[Location identification entries]

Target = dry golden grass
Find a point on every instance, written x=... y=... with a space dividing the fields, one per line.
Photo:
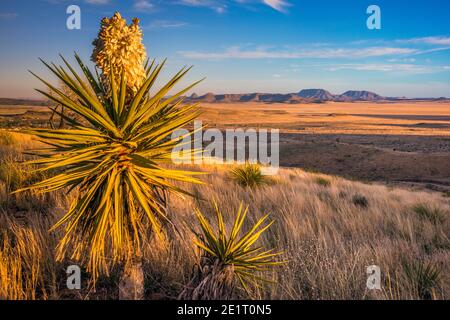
x=400 y=118
x=329 y=232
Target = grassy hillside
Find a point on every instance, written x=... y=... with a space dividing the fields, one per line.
x=330 y=230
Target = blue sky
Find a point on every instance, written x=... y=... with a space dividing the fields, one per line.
x=248 y=45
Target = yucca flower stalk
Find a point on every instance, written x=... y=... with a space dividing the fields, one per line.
x=229 y=257
x=114 y=158
x=118 y=48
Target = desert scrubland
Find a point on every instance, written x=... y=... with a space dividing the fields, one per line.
x=370 y=186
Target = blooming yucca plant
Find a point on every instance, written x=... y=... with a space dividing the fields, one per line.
x=113 y=156
x=229 y=257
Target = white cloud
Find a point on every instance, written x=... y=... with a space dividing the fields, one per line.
x=434 y=40
x=325 y=53
x=163 y=24
x=211 y=4
x=279 y=5
x=142 y=5
x=394 y=67
x=97 y=1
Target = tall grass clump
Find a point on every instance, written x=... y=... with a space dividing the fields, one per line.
x=21 y=264
x=424 y=277
x=431 y=213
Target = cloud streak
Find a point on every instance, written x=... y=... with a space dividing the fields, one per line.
x=7 y=16
x=279 y=5
x=390 y=67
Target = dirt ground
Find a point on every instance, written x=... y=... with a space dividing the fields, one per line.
x=398 y=143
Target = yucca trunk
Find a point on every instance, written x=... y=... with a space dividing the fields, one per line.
x=131 y=284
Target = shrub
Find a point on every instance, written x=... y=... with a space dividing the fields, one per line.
x=6 y=138
x=229 y=258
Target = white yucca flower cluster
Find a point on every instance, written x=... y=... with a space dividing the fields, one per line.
x=120 y=45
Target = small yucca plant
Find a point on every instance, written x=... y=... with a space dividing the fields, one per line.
x=229 y=257
x=115 y=155
x=249 y=175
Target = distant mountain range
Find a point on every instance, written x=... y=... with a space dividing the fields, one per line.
x=303 y=96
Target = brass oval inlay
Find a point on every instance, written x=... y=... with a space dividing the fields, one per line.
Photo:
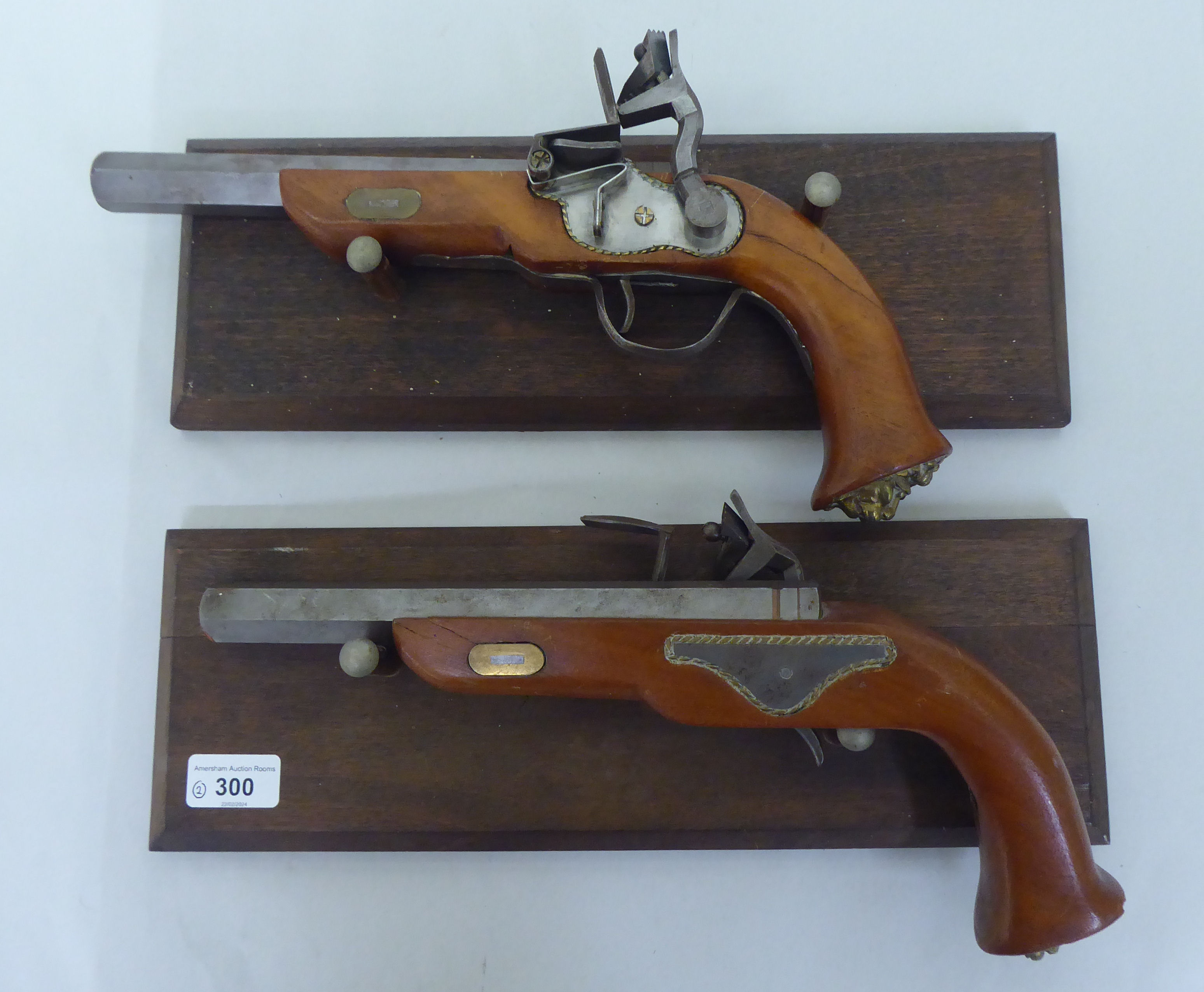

** SET TASK **
Please rewrite every line of the records above as a numbered list, skipping any blank lines and leaving the pictures out.

** COMPLETED TASK **
1. Target = dry golden grass
2. Find a point on every instance, written x=... y=... with a space dividing the fields, one per line.
3. Photo:
4. x=400 y=118
5. x=329 y=232
6. Target = grassy hillside
7. Find a point on every instance, written x=... y=... with a space dividing the fields, one per line.
8. x=330 y=230
9. Target = blue sky
10. Find a point on every instance, written x=... y=... with a space dividing the fields, one per line.
11. x=248 y=45
12. Target = yucca flower stalk
13. Find a point on every instance, written x=... y=... with a space dividing the fields, one per line.
14. x=229 y=257
15. x=114 y=158
16. x=118 y=48
17. Target = desert scrubland
18. Find a point on every instance, written x=... y=... with a space dividing the fields, one per line.
19. x=370 y=186
20. Target = blooming yucca plant
21. Find a point on every instance, written x=... y=... with a space dividing the fields, one per line.
22. x=113 y=156
23. x=229 y=257
24. Target = white cloud
25. Find a point on every instance, written x=... y=... with a space dividing the fields, one per line.
26. x=434 y=40
27. x=325 y=53
28. x=163 y=24
29. x=211 y=4
30. x=279 y=5
31. x=142 y=5
32. x=394 y=67
33. x=97 y=1
34. Target = tall grass clump
35. Find a point on every instance, written x=... y=... with a space dividing the fields, one per line.
36. x=21 y=264
37. x=424 y=277
38. x=431 y=213
39. Target = cloud streak
40. Find a point on every instance, written x=... y=... with a space dividing the fields, one per line.
41. x=7 y=16
42. x=279 y=5
43. x=390 y=67
44. Target = dirt ground
45. Find a point on every instance, written x=... y=... with a space dividing the fields, one per line.
46. x=398 y=143
47. Target = yucca trunk
48. Find a point on every instance, written x=... y=... with a space dividing the fields, one per line.
49. x=131 y=284
50. Target = shrub
51. Find a point on every instance, written x=... y=... with a space dividing the fields, one per line.
52. x=6 y=138
53. x=229 y=258
54. Target = white yucca flower cluster
55. Find a point on every instance, written x=... y=... with a space dividing the fields, one per line.
56. x=120 y=45
57. Target = small yucca plant
58. Find a point on every instance, written x=... y=... with a space dividing the fields, one per line.
59. x=229 y=257
60. x=115 y=155
61. x=249 y=175
62. Target = distant mountain range
63. Find a point on every instance, written x=... y=... with a space dividing the fields, one per line.
64. x=303 y=96
65. Target = brass oval inlay
66. Find a point on every instance, written x=... y=... with a space dividing the fields, one per line.
67. Photo:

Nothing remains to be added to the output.